Segment Start: EXTRACT TO READ

No, wait just a second. It's poised for an outbreak.

News reports in recent months have offered conflicting information about this deadly disease, the poster child of which is the foaming-at-the-mouth, deranged, marauding stray dog.

Last month, the U.S. Centers for Disease Control and Prevention announced that the dog rabies virus had for all intents and purposes been eradicated in this country through vaccinations.

Headlines to the contrary, that didn't mean that rabies - an essentially untreatable disease, with only one documented human survivor in this country - has disappeared for good. It means only that the strain of the disease specific to dogs is no longer active in the canine population, having been last noted here in 2004.

But while canine rabies is kaput, the disease still circulates among bats, raccoons and foxes. And because rabies is zoonotic - that is, it can be transmitted across species - humans can contract rabies from these wild critters, as can dogs and cats.

We live, said Charles Rupprecht, chief of the CDC's rabies section, in a "sea of rabies." The good news, he continued, is that canine rabies - which is the most common strain responsible for disease transmission between dogs themselves and which poses the greatest threat to humans, because of our close-knit relationship with the fuzzy little guys - is now no longer a threat.

Or is it?

Last week, USA Today reported that the CDC is drafting new rules for importing dogs from abroad, rules that might be in place as soon as next year. The reason? Concern that the foreign dogs might carry diseases such as rabies, which is still common in Latin America, as well as parts of Africa and Asia.

This has left the realm of the theoretical. In March, a dog from India was flown to its new owner in Alaska - flying through Seattle-Tacoma International Airport in the process - and was later pronounced rabid, according to the CDC.

The influx of Mexican-bred dogs across the Southern California border is also cause for worry. In 2004, Los Angeles noted its first case of dog rabies in three decades after a Mexican import was diagnosed with the disease. (Earlier that year, the same scenario had occurred in Massachusetts, with a dog from Puerto Rico.) The proliferation of "puppy peddlers" accounts for about 10,000 puppies brought into San Diego County annually, according to one estimate. Shelters in communities where effective spay and neuter campaigns have all but dried up the stray-puppy supply are also bringing in young dogs from abroad to meet demand.

Segment End: EXTRACT TO READ

** WORK TO BE COMPLETED **
Answer these questions from the rabies article.
(a) In what year was the dog-specific strain of rabies last noted in the United States?
(b) Among which wild animals does rabies still circulate?
(c) By one estimate, about how many puppies are brought into San Diego County each year?
The lines that follow come from a separate source.

Segment Start: STUDY MATERIAL

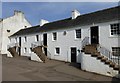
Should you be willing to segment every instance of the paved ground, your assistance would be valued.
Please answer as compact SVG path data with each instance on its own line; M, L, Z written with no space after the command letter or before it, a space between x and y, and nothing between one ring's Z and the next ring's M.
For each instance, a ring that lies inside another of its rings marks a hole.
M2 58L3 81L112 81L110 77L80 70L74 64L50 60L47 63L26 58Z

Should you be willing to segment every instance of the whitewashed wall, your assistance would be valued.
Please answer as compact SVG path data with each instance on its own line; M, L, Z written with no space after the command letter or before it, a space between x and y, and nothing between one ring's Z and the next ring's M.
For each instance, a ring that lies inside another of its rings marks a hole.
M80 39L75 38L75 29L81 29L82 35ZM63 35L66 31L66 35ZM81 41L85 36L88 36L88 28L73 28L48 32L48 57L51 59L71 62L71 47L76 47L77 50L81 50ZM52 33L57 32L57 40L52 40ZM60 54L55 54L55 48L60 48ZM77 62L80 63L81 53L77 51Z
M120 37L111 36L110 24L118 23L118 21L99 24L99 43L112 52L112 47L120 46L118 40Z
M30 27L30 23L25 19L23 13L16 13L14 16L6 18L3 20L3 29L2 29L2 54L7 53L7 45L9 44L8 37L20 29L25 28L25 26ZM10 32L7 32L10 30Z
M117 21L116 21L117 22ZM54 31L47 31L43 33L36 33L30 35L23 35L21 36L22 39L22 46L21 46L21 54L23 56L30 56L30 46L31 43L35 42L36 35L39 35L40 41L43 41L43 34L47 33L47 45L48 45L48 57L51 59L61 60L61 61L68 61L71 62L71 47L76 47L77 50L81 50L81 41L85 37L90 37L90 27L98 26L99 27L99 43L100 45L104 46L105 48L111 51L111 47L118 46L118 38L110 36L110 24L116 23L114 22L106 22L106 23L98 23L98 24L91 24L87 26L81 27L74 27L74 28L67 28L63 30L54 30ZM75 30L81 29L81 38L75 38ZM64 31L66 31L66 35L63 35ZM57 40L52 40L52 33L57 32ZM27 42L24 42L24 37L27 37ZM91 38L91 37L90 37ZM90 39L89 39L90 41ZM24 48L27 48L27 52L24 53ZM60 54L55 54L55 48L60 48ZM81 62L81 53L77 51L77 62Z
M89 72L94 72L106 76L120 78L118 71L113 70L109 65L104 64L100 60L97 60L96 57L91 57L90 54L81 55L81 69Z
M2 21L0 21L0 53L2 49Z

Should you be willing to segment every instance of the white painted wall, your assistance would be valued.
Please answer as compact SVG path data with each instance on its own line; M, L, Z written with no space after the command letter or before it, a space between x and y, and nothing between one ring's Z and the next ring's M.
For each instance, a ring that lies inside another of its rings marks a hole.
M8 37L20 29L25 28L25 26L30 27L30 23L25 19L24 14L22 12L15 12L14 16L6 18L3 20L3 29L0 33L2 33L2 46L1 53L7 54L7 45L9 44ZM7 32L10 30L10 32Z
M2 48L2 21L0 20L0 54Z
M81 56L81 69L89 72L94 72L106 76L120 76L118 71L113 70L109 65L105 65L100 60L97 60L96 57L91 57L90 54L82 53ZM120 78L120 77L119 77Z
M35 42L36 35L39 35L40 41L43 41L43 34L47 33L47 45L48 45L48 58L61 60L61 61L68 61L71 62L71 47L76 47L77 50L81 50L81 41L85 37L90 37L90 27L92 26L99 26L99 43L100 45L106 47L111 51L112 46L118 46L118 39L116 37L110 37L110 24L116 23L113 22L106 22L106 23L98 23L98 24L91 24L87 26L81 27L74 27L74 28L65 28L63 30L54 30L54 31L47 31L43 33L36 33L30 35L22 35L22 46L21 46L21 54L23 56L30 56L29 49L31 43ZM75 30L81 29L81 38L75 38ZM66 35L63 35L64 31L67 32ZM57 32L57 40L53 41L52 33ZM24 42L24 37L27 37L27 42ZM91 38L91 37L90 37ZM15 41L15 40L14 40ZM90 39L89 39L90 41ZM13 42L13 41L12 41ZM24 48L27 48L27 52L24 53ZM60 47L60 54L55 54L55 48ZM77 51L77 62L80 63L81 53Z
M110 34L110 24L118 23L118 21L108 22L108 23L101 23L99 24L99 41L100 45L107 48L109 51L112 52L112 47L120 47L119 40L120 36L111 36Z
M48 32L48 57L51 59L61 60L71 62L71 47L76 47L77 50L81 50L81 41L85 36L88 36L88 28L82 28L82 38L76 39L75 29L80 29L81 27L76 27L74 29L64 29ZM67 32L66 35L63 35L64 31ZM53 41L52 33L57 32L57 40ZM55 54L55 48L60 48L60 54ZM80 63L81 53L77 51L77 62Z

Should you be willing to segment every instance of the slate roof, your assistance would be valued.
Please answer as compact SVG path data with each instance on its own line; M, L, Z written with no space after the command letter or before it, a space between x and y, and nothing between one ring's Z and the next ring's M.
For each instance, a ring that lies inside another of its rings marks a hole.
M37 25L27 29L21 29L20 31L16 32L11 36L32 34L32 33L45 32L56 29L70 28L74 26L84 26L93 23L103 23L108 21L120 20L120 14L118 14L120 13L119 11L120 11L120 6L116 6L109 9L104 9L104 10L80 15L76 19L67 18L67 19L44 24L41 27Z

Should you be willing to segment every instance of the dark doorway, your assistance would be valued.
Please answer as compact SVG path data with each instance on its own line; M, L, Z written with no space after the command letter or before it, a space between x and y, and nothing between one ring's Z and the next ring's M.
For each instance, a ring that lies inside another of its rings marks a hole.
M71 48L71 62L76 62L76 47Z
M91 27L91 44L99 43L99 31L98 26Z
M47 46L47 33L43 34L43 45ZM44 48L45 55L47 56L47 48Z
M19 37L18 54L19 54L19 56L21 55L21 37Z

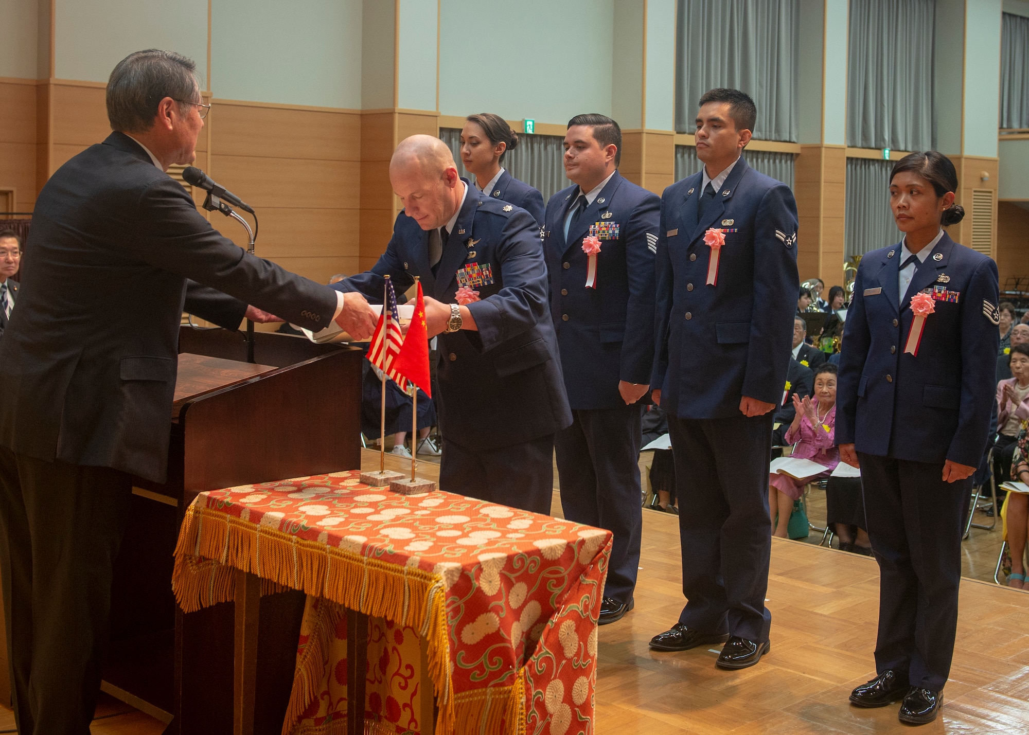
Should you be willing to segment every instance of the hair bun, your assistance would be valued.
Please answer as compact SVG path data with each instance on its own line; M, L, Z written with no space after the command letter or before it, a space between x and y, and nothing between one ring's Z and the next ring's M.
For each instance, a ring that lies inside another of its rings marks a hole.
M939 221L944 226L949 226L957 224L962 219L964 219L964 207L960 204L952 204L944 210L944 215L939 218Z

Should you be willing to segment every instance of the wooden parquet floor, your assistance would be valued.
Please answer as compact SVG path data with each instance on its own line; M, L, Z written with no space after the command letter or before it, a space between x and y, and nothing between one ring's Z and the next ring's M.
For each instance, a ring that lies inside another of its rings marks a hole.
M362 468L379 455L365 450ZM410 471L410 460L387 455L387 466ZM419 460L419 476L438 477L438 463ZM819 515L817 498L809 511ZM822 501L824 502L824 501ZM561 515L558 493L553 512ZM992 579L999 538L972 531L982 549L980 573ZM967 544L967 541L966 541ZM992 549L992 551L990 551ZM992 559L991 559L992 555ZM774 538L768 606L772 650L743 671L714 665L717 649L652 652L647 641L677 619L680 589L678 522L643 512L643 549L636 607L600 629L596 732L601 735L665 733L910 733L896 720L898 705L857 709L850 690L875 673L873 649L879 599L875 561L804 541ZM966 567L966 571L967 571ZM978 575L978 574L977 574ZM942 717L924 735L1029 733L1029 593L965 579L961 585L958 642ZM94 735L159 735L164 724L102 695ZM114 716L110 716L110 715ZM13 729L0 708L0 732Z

Segment End: STUDY MATERIAL

** RESPONSE TO THE TASK **
(a) 2004
(b) Bats, raccoons and foxes
(c) About 10,000